**Page text:**
------

It had never crossed my mind until I saw another one of those "busy
person" illustrations in a magazine ad—the typical cliché of a harried
guy doing about five different jobs at once. They always showed an attractive but
harrassed-looking young guy in a business suit, six arms going in all different
directions, each hand involved with a different object—a phone, a notepad, a
memo, a pen, a computer keyboard, etc.
Being the sort of person who can't help but daydream, I had to wonder
what it would be like to be that way. How on earth would you work six different
objects at once? I already have two hands and can't work two different objects
at once. Of course, it was a stupid question because the art is symbolic. It's
like the Vishnu religious art of six-armed deities. They're never relaxing at home
with all their arms draped all over them while sitting on the couch, they're shown
holding little objects of religious symbolism, because it's not meant to be taken
literally.

------

**Records supplied:**
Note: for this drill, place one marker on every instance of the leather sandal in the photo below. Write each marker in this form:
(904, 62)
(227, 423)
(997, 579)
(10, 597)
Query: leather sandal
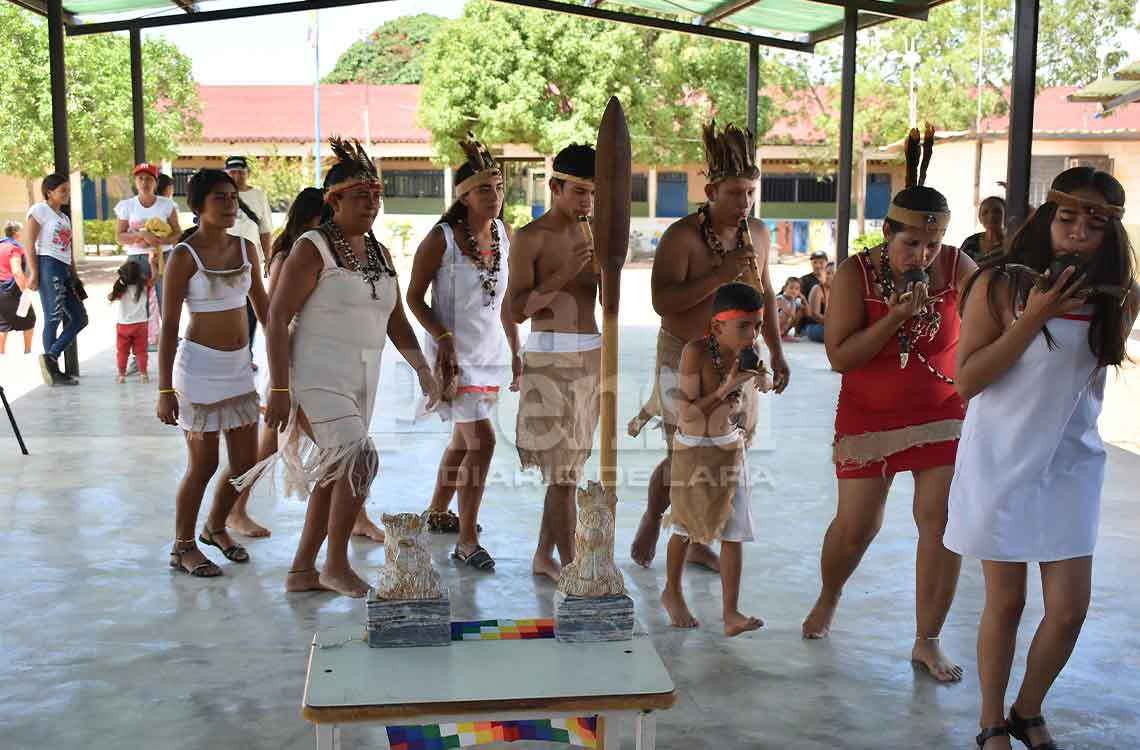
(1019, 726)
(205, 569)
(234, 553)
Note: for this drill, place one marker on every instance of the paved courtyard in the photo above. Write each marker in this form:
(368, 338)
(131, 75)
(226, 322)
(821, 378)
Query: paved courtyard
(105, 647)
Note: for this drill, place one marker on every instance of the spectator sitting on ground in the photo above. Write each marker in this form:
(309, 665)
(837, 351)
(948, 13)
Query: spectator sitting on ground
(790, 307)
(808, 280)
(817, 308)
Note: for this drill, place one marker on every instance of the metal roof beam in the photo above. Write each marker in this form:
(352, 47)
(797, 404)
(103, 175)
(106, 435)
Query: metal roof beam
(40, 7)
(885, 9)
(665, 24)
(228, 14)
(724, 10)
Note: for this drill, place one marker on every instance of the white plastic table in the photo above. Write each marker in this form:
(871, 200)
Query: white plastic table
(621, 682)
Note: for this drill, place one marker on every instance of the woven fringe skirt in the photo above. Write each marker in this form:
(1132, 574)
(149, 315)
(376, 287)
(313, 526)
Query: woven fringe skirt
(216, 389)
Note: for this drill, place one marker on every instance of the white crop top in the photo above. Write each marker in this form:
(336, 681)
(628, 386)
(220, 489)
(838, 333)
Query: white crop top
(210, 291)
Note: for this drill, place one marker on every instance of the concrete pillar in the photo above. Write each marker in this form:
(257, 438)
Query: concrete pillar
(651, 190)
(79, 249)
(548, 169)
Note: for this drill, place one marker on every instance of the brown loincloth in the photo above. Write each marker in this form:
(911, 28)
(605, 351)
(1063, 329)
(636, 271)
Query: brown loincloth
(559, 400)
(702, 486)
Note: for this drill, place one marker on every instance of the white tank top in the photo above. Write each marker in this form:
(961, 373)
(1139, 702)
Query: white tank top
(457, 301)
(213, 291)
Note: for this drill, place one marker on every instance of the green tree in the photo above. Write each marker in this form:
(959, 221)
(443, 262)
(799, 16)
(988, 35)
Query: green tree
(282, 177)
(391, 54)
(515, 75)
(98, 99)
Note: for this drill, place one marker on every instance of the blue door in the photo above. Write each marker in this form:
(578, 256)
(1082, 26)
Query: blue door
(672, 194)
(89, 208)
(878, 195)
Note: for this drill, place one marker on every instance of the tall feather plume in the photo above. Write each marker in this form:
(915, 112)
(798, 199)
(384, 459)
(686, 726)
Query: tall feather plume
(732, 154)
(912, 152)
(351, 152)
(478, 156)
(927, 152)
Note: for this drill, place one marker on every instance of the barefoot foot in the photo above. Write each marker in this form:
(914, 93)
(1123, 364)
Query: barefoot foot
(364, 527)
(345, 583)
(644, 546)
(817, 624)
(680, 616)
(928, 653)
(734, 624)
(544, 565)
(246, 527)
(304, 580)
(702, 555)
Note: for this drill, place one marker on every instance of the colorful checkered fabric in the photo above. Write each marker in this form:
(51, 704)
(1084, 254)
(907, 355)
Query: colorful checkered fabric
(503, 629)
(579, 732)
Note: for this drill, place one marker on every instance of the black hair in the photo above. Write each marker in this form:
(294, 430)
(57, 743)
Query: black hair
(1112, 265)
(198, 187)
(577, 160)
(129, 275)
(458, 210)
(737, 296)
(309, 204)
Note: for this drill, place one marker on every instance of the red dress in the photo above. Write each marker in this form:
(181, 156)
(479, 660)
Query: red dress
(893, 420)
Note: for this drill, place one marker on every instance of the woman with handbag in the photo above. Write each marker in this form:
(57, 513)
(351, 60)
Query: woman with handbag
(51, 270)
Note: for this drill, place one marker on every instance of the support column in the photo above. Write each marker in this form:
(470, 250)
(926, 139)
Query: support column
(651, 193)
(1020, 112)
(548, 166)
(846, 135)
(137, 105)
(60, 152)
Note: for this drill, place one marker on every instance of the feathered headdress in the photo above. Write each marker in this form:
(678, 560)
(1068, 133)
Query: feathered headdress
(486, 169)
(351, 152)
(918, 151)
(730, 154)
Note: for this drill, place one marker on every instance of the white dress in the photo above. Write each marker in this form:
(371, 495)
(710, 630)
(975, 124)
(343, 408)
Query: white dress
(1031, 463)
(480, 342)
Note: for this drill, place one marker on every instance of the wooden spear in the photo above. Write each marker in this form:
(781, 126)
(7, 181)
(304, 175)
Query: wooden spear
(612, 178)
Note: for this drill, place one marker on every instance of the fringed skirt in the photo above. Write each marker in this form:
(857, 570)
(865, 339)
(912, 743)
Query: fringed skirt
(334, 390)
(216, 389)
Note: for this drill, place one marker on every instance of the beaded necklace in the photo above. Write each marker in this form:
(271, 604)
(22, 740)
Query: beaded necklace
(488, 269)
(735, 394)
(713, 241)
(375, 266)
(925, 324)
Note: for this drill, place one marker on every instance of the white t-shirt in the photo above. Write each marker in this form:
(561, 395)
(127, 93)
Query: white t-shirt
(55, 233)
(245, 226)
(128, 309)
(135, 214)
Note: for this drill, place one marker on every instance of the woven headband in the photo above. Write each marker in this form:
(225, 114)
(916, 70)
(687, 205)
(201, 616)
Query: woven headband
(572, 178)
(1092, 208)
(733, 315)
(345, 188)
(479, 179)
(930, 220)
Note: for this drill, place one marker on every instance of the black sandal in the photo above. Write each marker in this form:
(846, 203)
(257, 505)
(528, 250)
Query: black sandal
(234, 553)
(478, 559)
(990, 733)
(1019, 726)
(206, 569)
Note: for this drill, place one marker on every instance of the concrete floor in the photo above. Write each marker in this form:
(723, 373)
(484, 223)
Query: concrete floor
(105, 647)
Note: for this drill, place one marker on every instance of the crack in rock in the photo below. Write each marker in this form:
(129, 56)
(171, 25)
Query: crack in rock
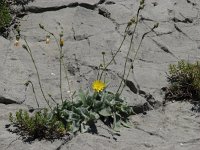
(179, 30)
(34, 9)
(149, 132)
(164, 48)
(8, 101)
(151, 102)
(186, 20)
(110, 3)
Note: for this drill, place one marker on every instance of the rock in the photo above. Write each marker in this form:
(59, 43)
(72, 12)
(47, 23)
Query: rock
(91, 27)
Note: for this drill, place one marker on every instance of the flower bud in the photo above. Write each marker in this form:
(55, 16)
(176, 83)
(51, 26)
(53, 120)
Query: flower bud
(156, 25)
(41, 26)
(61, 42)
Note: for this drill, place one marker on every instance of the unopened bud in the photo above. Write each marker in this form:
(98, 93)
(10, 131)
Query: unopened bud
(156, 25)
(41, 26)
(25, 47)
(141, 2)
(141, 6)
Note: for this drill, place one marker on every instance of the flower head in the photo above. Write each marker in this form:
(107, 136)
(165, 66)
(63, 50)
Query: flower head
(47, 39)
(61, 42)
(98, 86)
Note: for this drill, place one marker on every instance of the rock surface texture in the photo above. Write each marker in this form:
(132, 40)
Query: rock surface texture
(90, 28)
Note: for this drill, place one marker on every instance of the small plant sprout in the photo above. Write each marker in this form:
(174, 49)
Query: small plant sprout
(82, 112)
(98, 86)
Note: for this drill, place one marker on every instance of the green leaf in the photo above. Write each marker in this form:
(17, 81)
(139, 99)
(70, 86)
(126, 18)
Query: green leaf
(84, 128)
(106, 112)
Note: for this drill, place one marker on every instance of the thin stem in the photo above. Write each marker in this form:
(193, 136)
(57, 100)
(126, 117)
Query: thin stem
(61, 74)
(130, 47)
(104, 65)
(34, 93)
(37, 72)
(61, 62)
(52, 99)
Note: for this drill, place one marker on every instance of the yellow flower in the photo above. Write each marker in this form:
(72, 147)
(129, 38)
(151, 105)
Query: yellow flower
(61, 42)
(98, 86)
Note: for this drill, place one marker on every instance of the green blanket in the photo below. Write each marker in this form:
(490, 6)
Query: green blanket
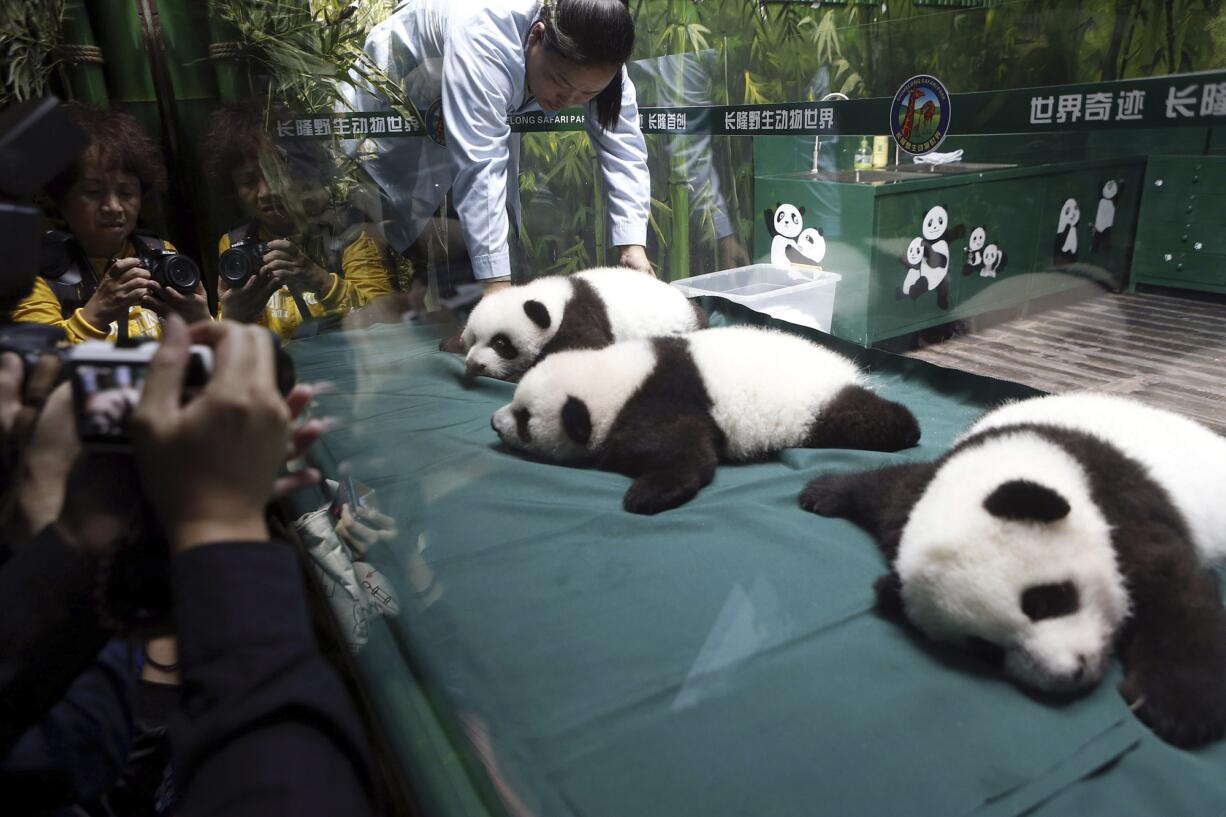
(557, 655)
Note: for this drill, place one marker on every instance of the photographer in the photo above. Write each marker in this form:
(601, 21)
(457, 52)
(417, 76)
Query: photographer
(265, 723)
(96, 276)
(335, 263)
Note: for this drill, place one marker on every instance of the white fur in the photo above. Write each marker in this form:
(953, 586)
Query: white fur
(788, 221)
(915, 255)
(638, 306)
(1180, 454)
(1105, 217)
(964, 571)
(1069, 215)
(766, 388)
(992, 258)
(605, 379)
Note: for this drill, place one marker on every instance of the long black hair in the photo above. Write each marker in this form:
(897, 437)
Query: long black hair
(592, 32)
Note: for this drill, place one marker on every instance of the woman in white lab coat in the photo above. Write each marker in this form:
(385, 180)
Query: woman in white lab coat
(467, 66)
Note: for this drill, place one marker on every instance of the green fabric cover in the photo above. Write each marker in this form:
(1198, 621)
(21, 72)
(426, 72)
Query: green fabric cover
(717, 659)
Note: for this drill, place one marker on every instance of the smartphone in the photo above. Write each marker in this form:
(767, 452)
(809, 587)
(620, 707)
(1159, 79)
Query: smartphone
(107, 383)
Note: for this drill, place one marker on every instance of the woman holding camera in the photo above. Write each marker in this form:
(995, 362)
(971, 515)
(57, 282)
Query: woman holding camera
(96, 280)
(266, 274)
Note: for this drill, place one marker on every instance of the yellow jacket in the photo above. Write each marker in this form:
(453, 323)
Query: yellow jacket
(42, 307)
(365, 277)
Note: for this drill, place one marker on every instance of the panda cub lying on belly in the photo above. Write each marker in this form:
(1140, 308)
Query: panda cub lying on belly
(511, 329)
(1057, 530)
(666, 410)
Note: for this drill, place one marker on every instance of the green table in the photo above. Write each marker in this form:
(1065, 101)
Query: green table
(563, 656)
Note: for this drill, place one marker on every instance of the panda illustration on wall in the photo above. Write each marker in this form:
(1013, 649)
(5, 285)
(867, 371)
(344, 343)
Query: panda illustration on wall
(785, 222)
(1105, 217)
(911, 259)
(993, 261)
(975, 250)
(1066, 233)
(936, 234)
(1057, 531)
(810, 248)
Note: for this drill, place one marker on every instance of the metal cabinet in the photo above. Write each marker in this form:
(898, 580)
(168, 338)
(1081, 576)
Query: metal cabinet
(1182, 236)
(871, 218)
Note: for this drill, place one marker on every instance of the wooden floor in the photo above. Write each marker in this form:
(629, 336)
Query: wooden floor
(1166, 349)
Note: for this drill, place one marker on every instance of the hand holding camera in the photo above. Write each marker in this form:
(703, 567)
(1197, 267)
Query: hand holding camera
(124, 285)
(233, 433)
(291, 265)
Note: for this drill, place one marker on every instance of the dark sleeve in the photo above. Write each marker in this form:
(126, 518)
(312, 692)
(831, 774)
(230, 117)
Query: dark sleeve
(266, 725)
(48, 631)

------

**Tasks to carry out:**
**A.** According to the page text, what is the young man in the busy-person illustrations wearing?
**B.** Repeat the page text word for word between "It had never" and "computer keyboard, etc.", inclusive.

**Final answers:**
**A.** A business suit.

**B.**
It had never crossed my mind until I saw another one of those "busy
person" illustrations in a magazine ad—the typical cliché of a harried
guy doing about five different jobs at once. They always showed an attractive but
harrassed-looking young guy in a business suit, six arms going in all different
directions, each hand involved with a different object—a phone, a notepad, a
memo, a pen, a computer keyboard, etc.